▸ Dataset extract
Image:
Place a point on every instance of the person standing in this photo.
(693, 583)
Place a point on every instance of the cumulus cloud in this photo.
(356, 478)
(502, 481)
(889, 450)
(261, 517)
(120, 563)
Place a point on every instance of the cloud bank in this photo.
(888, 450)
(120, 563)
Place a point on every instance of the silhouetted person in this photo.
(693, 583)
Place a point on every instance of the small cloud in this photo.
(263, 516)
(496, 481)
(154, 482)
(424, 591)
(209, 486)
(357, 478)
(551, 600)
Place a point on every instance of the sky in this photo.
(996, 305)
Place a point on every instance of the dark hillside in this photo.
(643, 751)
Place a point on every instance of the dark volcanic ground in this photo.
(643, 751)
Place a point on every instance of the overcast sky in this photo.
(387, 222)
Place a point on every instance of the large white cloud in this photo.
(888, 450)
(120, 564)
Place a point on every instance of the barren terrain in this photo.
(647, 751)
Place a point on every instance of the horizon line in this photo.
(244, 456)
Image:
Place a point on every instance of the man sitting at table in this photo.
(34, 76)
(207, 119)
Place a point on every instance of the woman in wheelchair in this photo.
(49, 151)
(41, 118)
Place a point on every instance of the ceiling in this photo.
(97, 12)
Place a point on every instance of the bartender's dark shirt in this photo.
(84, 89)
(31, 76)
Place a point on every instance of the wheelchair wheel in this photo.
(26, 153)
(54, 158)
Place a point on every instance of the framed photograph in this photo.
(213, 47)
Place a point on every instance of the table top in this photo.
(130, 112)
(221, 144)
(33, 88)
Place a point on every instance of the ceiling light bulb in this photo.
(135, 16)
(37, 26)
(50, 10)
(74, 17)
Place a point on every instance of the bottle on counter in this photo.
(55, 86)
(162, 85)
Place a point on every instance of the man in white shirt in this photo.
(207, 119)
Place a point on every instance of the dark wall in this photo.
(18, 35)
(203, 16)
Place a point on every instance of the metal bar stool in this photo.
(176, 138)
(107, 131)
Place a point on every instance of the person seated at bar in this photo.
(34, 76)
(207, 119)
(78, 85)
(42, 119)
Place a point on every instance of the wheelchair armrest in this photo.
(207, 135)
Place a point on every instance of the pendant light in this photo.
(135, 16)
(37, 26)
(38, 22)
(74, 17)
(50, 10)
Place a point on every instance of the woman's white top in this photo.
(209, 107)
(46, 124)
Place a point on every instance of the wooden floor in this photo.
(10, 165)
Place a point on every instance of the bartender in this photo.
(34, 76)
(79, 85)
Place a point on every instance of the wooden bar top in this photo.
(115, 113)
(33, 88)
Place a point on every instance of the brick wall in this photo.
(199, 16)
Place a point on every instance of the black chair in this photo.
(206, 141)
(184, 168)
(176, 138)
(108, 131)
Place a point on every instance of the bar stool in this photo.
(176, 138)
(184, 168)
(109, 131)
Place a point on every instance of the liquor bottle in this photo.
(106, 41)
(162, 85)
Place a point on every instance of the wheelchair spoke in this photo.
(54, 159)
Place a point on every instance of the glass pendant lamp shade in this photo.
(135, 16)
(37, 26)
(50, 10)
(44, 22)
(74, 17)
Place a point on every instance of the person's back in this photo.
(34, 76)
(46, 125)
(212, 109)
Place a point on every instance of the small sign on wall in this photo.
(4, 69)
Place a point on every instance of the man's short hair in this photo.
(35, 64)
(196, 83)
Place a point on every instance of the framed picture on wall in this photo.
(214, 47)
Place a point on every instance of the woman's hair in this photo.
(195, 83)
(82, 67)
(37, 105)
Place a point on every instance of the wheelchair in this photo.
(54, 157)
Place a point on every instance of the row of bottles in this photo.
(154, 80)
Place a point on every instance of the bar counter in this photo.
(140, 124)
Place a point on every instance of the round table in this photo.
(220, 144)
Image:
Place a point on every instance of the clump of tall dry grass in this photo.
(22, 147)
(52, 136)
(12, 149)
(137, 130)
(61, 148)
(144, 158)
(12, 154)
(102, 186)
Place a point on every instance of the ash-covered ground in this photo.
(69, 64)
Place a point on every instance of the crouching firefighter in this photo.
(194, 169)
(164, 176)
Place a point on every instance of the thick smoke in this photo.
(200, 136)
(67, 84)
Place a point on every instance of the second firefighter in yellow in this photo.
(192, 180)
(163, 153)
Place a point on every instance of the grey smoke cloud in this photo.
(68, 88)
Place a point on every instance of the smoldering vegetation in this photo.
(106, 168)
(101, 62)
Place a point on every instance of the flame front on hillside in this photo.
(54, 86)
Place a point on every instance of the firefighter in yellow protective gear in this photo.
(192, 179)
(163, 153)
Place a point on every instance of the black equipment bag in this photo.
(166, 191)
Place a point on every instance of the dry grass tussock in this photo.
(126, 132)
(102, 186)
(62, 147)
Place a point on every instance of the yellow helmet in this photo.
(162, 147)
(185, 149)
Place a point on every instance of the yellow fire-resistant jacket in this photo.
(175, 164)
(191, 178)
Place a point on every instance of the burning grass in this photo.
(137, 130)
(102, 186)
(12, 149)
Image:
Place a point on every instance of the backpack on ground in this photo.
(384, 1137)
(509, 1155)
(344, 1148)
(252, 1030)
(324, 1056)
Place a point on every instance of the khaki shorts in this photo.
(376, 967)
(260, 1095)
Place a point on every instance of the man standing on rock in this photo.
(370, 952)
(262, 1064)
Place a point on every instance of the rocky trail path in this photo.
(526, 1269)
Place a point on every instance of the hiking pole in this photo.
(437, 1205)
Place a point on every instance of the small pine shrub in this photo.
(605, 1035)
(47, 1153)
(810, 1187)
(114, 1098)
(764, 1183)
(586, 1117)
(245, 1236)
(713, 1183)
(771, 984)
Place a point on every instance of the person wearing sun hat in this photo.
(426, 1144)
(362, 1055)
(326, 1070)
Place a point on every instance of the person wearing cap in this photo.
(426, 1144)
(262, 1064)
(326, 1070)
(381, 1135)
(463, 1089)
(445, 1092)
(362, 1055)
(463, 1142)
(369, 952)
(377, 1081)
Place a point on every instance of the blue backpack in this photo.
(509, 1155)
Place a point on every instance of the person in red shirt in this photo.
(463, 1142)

▸ What is required
Your answer should be the material, retyped exactly as written.

▸ Completed exercise
Image:
Place a point on every instance of the person standing in this photo.
(693, 583)
Place a point on every instance of the cumulus cloud in this photo.
(356, 478)
(502, 481)
(889, 450)
(261, 517)
(120, 563)
Place a point on every instance of the cloud bank in this photo.
(888, 450)
(120, 563)
Place a point on every instance of the silhouetted person in this photo.
(693, 583)
Place a point on every instance of the small cloud in this photo.
(263, 516)
(496, 481)
(154, 482)
(424, 591)
(209, 486)
(357, 478)
(551, 600)
Place a point on every instance of the sky in this photo.
(996, 305)
Place a point on every instance of the dark hillside in this photo.
(643, 751)
Place a point on every instance of the dark volcanic ground in this photo.
(643, 751)
Place a point on every instance of the overcast sky in this photo.
(387, 222)
Place a point on every instance of the large white cloud in this photo.
(888, 450)
(120, 564)
Place a point on every instance of the barren terrain in this photo.
(647, 751)
Place a point on every instance of the horizon line in this photo.
(244, 456)
Image:
Place a point on every instance of the man sitting at table in this photo.
(34, 76)
(207, 119)
Place a point on every instance of the woman in wheelchair in this photo.
(49, 151)
(41, 118)
Place a point on every instance of the ceiling in this photo.
(97, 12)
Place a point on every instance of the bartender's dark shirt in this photo.
(84, 89)
(31, 76)
Place a point on every instance of the wheelchair wheel in this photo.
(26, 153)
(54, 158)
Place a point on every instance of the framed photograph in this photo.
(213, 47)
Place a point on every instance of the table top in this photo.
(130, 112)
(221, 144)
(33, 88)
Place a point on every instance of the ceiling light bulb in this photo.
(135, 16)
(37, 26)
(50, 10)
(74, 17)
Place a point on every instance of the bottle on counter in this photo.
(55, 86)
(162, 85)
Place a point on every instance of the man in white shirt in this photo.
(207, 119)
Place a point on every instance of the dark wall in this photo.
(18, 35)
(203, 16)
Place a point on every instance of the metal bar stool in this photo.
(176, 138)
(107, 131)
Place a point on every instance of the person seated at bar in this photo.
(34, 76)
(207, 119)
(78, 85)
(42, 119)
Place a point on every instance of the wheelchair armrest in this photo.
(207, 135)
Place a point on every instance of the pendant light in this photo.
(135, 16)
(37, 26)
(38, 22)
(74, 17)
(50, 10)
Place a point on every instance of the woman's white top in this photo.
(209, 107)
(46, 124)
Place a point on every instance of the wooden floor in this photo.
(10, 165)
Place a point on every instance of the bartender in this photo.
(34, 76)
(79, 85)
Place a point on every instance of the wooden bar top in this photo.
(115, 113)
(33, 88)
Place a point on every instance of the brick wall in this photo.
(199, 16)
Place a point on every instance of the black chair in this photo.
(206, 141)
(184, 168)
(176, 138)
(108, 131)
Place a point on every instance of the bar stool in this photo.
(176, 138)
(184, 168)
(109, 131)
Place a point on every instance of the liquor bottle in this photo.
(106, 41)
(162, 85)
Place a point on every instance of the wheelchair spoke in this photo.
(54, 159)
Place a point on every instance of the glass pendant lamp shade in this photo.
(135, 16)
(37, 26)
(50, 10)
(44, 22)
(74, 17)
Place a point on every instance of the person's back in this photo.
(34, 76)
(46, 125)
(212, 109)
Place a point on every instance of the small sign on wall in this photo.
(4, 69)
Place a point on every instance of the man's short hair in this photo.
(35, 64)
(196, 83)
Place a point on every instance of the framed picture on wall in this photo.
(214, 47)
Place a point on every instance of the woman's hair in this photo.
(195, 83)
(82, 67)
(37, 105)
Place a point on every instance of the wheelchair in this photo.
(54, 157)
Place a point on every instance of the row of bottles in this photo.
(154, 80)
Place a point on every instance of the bar counter in this photo.
(140, 124)
Place a point on every instance of the round table in this photo.
(220, 144)
Image:
Place a point on every instance of the clump of tall dry grass in this photo.
(22, 147)
(52, 136)
(12, 149)
(137, 130)
(61, 148)
(144, 158)
(12, 154)
(102, 186)
Place a point on every instance of the ash-covered ground in this photo.
(69, 64)
Place a point on every instance of the crouching firefighter in this photo.
(194, 169)
(164, 176)
Place a point on every instance of the thick smoke in this photo.
(200, 136)
(67, 84)
Place a point on every instance of the second firefighter in yellow in this photo.
(192, 180)
(163, 153)
Place a point on every instance of the grey smoke cloud in this photo.
(68, 88)
Place a point on every instance of the smoldering vegetation in this photo.
(106, 168)
(101, 62)
Place a point on every instance of the flame front on hillside in this photo.
(54, 86)
Place a point on every instance of the firefighter in yellow protective gear in this photo.
(192, 179)
(163, 153)
Place a point on every instance of the black equipment bag in this photo.
(166, 191)
Place a point on every instance of the dry grass tussock in this photo.
(126, 132)
(102, 186)
(62, 147)
Place a point on every instance of the yellow helmet in this photo.
(162, 147)
(185, 149)
Place a point on every instance of the yellow fire-resistant jacket in this photo.
(175, 164)
(191, 178)
Place a point on every instance of the burning grass in this photo.
(137, 130)
(102, 186)
(12, 149)
Image:
Place a point on every instance of the backpack on ground in this photo.
(384, 1137)
(509, 1155)
(344, 1148)
(252, 1030)
(324, 1056)
Place a point on every instance of the khaki shorts in this photo.
(376, 967)
(260, 1095)
Place a point on every instance of the man standing on rock in this photo.
(370, 952)
(262, 1064)
Place a point on every instance of the rocky trail path in this photo.
(526, 1269)
Place a point on every instance of the hiking pole in this photo.
(437, 1205)
Place a point on every instance of the small pine shrub in this photo.
(605, 1035)
(47, 1153)
(810, 1187)
(114, 1098)
(764, 1183)
(586, 1117)
(245, 1236)
(713, 1183)
(771, 984)
Place a point on every instance of the person wearing sun hat in this photo.
(426, 1144)
(362, 1055)
(326, 1070)
Place a point on every instance of the person wearing cap in this photo.
(426, 1144)
(262, 1064)
(326, 1070)
(381, 1135)
(463, 1089)
(445, 1092)
(362, 1055)
(463, 1142)
(369, 952)
(377, 1081)
Place a point on every instance of the blue backpack in this photo.
(509, 1155)
Place a point on every instance of the person in red shirt in this photo.
(463, 1142)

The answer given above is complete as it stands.